According to the dictionary, meaning has three denotations: significance, value, and purpose.
They are all linked together. Meaning indicates something significant, very important. If something means a good deal to us, it has high value. When I say I mean to do something, it signifies my purpose.
Meaning is fundamental. It moves us both physically and mentally. We do anything to find it. Without it, life feels meaningless.
For many people, life is a boring routine. At work, they feel used and at home too tired to enjoy. To fill the inner void they search for experiences, dream of a better life or lover and invent all kinds of meanings: God, football or other kinds of entertainment.
Change the question
The self is in itself an isolating system. We can make the circle around it bigger, but never big enough. The ego is hardly ever totally satisfied with what it is or has. There are two reasons in the background: fear and pain.
Whatever we are or have, we could be or have more. Or we may lose it all. That is where fear comes in. The fear of losing is actual, although we don't feel it all the time. It is always at the back of our mind and may strike us when the noise stops inside and outside.

■ ■ ■ ■ ■

PARTS OF THE EXERCISE:
[1] Condense the paragraph of the passage on meaning that begins "For many people, life is a boring routine" into a short bulleted list that keeps its main facts.
[2] In the passage on meaning, what are all the denotations that the dictionary gives for meaning?
[3] Reproduce the passage on meaning word for word, starting at "For many people, life" and ending at "fear and pain.".

Point-per-instance localization data:
■ ■ ■ ■ ■

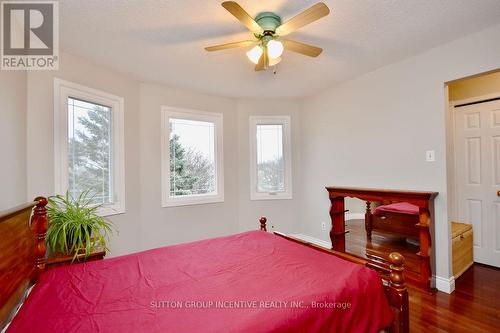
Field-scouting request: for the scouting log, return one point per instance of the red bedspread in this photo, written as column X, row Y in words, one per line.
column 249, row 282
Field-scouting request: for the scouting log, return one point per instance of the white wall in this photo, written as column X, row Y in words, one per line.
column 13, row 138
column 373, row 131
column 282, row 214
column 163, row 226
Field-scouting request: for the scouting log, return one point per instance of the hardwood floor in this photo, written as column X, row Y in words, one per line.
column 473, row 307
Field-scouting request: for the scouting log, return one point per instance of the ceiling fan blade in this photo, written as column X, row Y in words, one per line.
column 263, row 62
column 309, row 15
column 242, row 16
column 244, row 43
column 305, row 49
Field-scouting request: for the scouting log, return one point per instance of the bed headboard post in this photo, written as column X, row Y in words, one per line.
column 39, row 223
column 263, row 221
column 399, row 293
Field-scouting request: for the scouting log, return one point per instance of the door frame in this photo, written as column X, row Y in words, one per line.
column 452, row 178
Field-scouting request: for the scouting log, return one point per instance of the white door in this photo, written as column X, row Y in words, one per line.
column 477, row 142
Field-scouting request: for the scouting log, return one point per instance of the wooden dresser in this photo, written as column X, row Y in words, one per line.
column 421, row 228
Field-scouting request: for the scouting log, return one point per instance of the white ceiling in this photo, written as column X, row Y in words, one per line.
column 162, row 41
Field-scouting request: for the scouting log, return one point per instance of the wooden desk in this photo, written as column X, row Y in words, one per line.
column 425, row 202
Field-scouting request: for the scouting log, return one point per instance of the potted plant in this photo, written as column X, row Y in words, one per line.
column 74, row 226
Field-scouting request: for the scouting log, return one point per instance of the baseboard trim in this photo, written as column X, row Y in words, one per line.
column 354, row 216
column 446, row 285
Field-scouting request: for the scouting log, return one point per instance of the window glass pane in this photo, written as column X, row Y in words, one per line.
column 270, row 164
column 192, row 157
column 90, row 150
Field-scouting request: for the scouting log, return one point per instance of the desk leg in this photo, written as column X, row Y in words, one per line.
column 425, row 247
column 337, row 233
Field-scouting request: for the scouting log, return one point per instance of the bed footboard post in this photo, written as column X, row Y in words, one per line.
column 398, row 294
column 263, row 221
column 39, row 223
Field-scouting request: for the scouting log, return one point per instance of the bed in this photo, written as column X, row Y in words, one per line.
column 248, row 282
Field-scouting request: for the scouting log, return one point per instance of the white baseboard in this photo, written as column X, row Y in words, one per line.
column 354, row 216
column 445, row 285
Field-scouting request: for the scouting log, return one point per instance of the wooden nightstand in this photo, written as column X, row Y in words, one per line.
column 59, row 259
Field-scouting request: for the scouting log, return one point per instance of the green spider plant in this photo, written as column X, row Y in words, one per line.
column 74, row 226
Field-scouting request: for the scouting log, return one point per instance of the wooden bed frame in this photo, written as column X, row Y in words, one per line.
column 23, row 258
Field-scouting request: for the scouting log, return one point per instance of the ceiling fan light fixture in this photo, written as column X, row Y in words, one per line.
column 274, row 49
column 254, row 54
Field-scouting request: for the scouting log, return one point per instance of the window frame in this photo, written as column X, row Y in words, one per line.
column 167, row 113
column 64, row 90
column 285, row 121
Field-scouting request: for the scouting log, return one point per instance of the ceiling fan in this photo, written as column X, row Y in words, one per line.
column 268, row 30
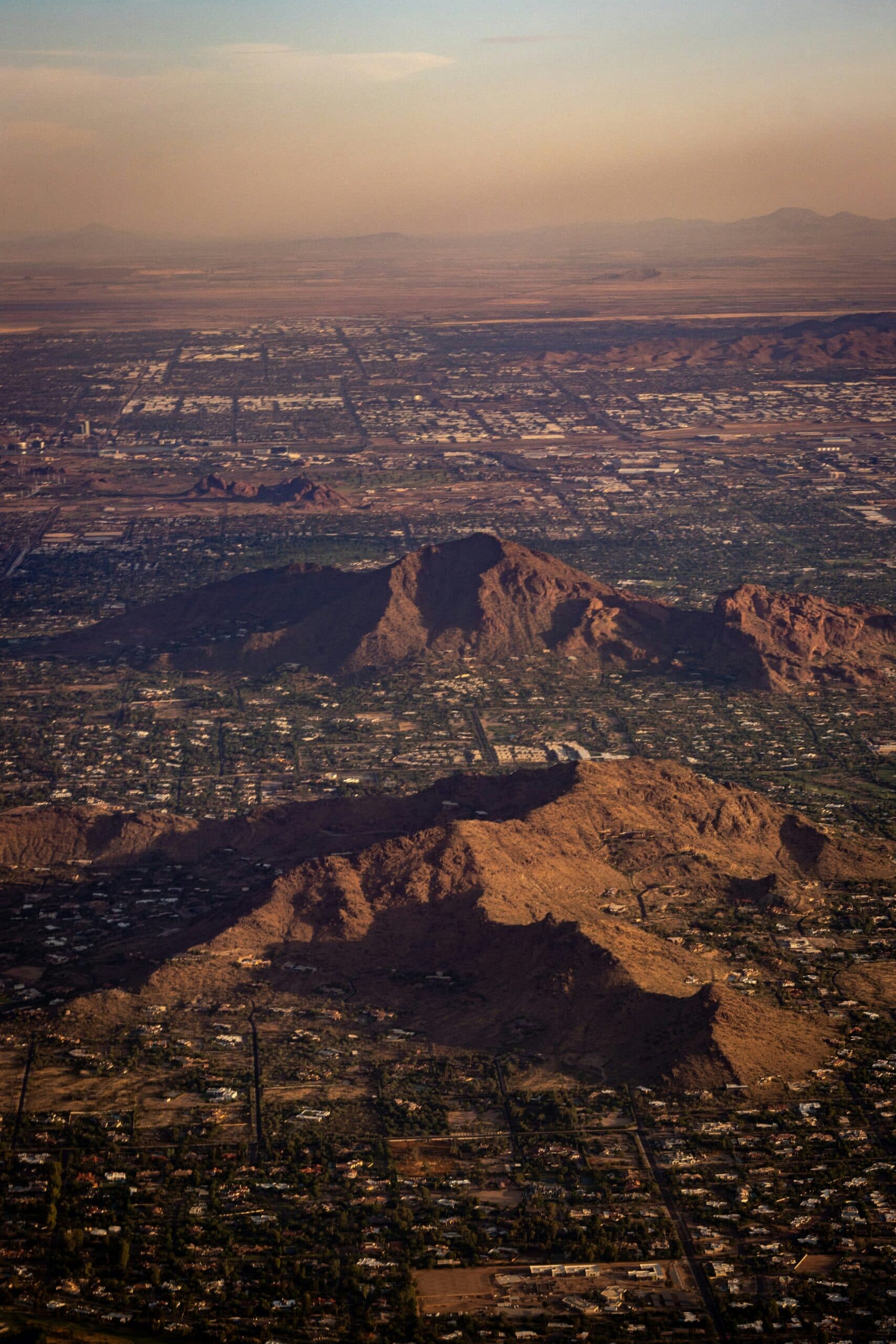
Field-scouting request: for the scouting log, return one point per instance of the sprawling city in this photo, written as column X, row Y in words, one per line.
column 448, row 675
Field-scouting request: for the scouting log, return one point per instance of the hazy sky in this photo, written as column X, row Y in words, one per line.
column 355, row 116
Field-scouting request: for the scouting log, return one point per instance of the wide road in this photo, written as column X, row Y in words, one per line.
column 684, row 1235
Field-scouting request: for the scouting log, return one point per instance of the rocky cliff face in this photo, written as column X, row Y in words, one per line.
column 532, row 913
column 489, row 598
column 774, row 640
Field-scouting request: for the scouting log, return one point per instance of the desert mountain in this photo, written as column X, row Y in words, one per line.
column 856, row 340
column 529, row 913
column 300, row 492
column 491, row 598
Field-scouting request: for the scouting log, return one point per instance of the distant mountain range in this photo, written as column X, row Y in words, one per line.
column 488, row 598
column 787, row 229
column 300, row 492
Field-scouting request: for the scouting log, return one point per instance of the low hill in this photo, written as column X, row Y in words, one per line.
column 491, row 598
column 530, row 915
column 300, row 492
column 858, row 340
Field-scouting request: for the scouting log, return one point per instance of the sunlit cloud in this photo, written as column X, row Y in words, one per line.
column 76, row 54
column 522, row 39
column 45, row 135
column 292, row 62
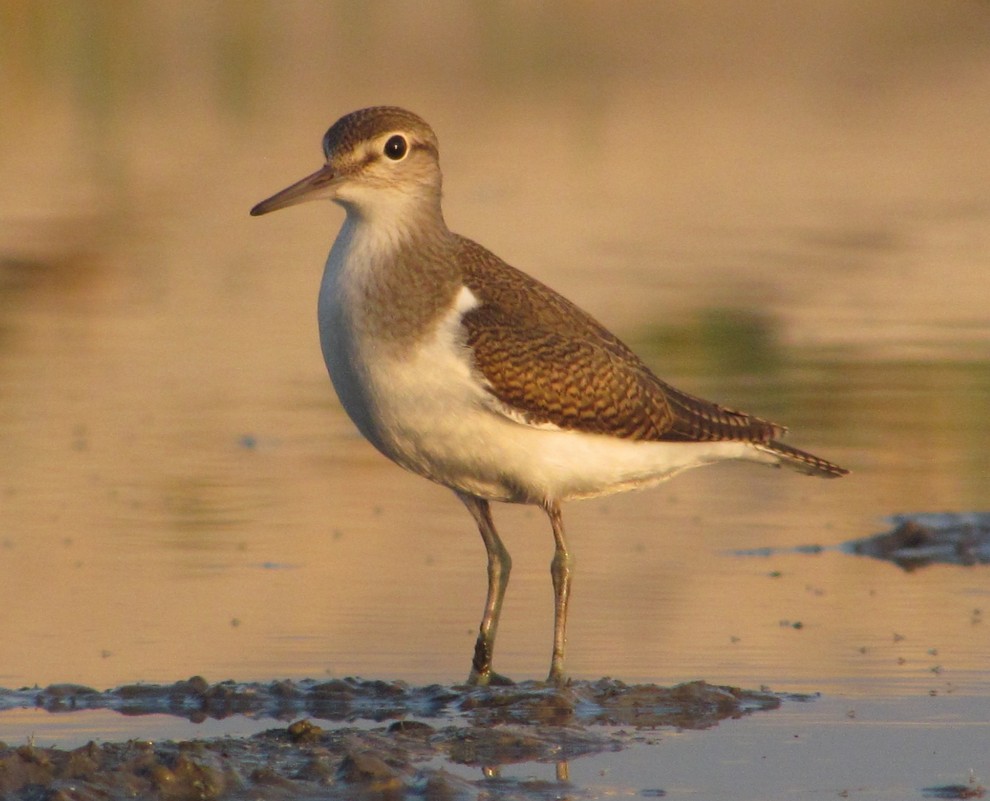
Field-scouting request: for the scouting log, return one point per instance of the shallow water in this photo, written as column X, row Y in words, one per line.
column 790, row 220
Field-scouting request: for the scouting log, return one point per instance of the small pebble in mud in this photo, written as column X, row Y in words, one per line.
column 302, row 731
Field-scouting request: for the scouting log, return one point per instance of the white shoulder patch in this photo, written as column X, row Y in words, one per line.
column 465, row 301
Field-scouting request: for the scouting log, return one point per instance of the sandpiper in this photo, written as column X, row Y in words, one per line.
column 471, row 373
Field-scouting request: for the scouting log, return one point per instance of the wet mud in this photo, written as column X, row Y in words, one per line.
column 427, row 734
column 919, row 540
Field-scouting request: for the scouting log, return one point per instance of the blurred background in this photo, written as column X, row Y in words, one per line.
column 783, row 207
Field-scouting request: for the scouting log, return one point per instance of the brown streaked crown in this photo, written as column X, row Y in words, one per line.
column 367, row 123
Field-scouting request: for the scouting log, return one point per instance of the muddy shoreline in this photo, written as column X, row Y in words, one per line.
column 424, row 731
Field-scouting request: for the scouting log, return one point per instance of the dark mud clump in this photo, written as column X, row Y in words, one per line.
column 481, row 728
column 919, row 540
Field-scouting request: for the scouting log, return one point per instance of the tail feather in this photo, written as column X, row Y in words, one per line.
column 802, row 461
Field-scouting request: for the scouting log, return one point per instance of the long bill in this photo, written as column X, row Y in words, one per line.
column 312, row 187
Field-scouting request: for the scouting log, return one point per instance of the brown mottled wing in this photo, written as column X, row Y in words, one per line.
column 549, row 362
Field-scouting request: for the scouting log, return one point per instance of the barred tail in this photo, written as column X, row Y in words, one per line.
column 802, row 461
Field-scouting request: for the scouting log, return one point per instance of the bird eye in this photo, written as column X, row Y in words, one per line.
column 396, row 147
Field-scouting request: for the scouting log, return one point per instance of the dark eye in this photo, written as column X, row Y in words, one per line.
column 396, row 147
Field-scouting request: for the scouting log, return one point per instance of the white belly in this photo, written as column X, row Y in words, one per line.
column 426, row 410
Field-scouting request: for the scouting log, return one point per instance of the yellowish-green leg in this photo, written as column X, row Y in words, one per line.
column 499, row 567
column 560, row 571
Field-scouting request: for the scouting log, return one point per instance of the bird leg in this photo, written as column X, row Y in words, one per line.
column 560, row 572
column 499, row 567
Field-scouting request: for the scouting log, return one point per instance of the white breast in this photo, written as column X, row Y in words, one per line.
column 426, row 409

■ ■ ■ ■ ■

TASK-BY-TASK SOLUTIONS:
[1]
- For many people, life is a boring routine.
- They feel used at work and are too tired at home to enjoy themselves.
- To fill the inner void, they search for experiences and dream of a better life or lover.
- They invent all kinds of meanings, such as God, football or other entertainment.

[2]
- Significance
- Value
- Purpose

[3]
For many people, life is a boring routine. At work, they feel used and at home too tired to enjoy. To fill the inner void they search for experiences, dream of a better life or lover and invent all kinds of meanings: God, football or other kinds of entertainment.
Change the question
The self is in itself an isolating system. We can make the circle around it bigger, but never big enough. The ego is hardly ever totally satisfied with what it is or has. There are two reasons in the background: fear and pain.